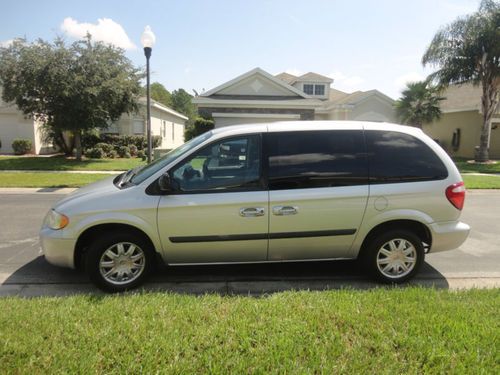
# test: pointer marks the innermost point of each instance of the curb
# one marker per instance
(37, 190)
(244, 288)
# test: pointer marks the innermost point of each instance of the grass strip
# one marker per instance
(481, 182)
(61, 163)
(48, 180)
(408, 330)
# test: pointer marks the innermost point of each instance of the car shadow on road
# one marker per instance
(39, 278)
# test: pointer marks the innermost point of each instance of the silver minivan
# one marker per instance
(310, 190)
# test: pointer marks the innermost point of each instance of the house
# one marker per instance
(165, 122)
(258, 96)
(459, 128)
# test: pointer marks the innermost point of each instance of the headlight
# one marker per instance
(55, 220)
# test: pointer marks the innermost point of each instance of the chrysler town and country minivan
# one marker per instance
(292, 191)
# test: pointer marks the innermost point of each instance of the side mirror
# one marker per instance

===============

**GIVEN TASK**. Everything from the line with "the grass strip" to the end of the listing above needs to be duplicated exactly, both end lines included, with nothing more.

**SOLUTION FOR THIS TASK**.
# test: pointer marks the innermost point of each instance of the grass strip
# one marker per instance
(481, 182)
(61, 163)
(48, 180)
(408, 330)
# test: pointer marks the innermost point of each instance of the car shadow on road
# one marker per instance
(39, 278)
# test: pointer marks the innermost point of each instance of the silver minivan
# one marker per instance
(310, 190)
# test: pointer marks the innermost point of each instance of the house
# one marker per instance
(165, 122)
(258, 96)
(459, 128)
# test: pointer marks the innermost point of each instance of the headlight
# one marker per instance
(55, 220)
# test: pointer marks the innermost point of each instance of the chrysler town and country minivan
# one marker per instance
(292, 191)
# test: pointer marks the innermost point of each instance of the side mirror
# one marker per instance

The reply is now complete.